The task: With the pictures removed, write out the data below exactly.

Image point grounding data:
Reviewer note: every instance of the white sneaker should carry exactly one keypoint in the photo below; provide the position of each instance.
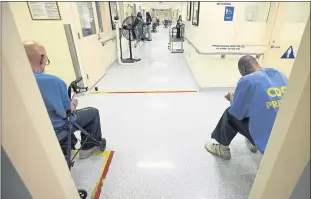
(219, 150)
(251, 147)
(87, 153)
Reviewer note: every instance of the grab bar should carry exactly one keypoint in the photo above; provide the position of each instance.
(223, 54)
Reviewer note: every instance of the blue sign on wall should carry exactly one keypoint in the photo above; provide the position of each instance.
(229, 11)
(289, 53)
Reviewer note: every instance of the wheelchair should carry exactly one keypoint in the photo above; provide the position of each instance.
(68, 143)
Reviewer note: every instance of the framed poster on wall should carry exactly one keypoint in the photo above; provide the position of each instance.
(189, 6)
(113, 8)
(44, 10)
(195, 13)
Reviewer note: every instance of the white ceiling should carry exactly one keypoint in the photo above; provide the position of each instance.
(161, 5)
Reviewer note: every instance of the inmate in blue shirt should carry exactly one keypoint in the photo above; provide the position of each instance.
(54, 93)
(258, 97)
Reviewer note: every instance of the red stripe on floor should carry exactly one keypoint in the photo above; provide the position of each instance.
(137, 92)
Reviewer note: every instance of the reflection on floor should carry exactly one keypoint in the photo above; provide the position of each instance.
(159, 139)
(158, 69)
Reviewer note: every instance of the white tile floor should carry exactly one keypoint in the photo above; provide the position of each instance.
(158, 69)
(159, 139)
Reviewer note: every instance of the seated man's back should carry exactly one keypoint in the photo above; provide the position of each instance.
(260, 99)
(254, 106)
(57, 101)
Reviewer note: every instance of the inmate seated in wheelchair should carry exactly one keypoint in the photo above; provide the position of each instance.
(57, 102)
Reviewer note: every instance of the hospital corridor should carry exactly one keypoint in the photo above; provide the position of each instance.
(148, 100)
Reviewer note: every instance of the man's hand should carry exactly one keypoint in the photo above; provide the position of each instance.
(74, 104)
(229, 96)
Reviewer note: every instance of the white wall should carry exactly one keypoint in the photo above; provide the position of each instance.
(211, 70)
(253, 28)
(27, 133)
(51, 34)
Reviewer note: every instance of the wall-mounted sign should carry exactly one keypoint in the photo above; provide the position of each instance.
(223, 3)
(289, 54)
(229, 11)
(228, 47)
(44, 10)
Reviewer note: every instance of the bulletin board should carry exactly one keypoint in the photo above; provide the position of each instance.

Result of the exercise:
Reviewer note: every instance of the white sneaker should carry exactly one keypoint in the photo below; provide the position of each instance.
(219, 150)
(251, 147)
(87, 153)
Reviewer note: every instance of the grab bar should carry exactly one keypoint in the photo above; provide the position of each instance.
(223, 54)
Reviewer note: every instance of the blue sign on wall should carry exactly one keypoint in the photo above; provide the position of each instance.
(229, 11)
(289, 53)
Reviewer note: every instance of the wheelchair should carry exactly one keypoint in the photo above; provide the position of each instance.
(68, 143)
Reviewer note: every instance of the framed poster on wall should carry exactly one keypoint in the photo above; provide the position of each instance.
(189, 6)
(113, 8)
(44, 10)
(195, 13)
Reviewer note: every instance of the white ceiling should carry exactly one keypoint in the photo above; provide the position of each instance.
(161, 5)
Reviewer note: every instance of the inmate in blue shirt should carry exactly one keypoint in the photo above; provide the position of each instance.
(54, 93)
(258, 97)
Reviewer note: every instance of the red stripe on floor should carry exactly one keypoint in the photo above; provide the position of each instance.
(137, 92)
Reviewer note: every instance of the reflection on floor should carry exactly one keypoint in the photo above; provide the position of each instance.
(159, 139)
(158, 69)
Reviewer note: every instance of the white tile floor should carry exactly one keypoint in the photo above; provide the position of each instance.
(158, 69)
(159, 139)
Reviewer note: every instance of the seated man's back should carry exactly one keypoint in the photo above; provide the position of each instance.
(260, 99)
(254, 106)
(57, 101)
Reviewer note: every instance of the inmate seated in wheelchair should carry exactly one keypoint in the photo above; provide the position of each instance.
(57, 102)
Reviewer note: every instance of the hospital corridor should carry exactly one keypoint in the photo above; provide the position of each instance.
(148, 100)
Reviewer note: every instance of the man's hand should carry exactly one keypoint in the photo above; provide the position of each instance.
(74, 104)
(229, 96)
Reviewer note: every instance of the white wall should carry exactly one keypoint in the photo above; provide the position of each instance.
(211, 70)
(253, 28)
(27, 133)
(51, 34)
Reviewer note: every instance of the wall-mounted sign should carry exactly one keypoint in the photo above; provide the position of each instance.
(223, 3)
(289, 54)
(229, 11)
(228, 47)
(44, 10)
Reviewer note: every instance of the bulletin board should carry exactly one keypoint in the photo above; provide the position of each instance.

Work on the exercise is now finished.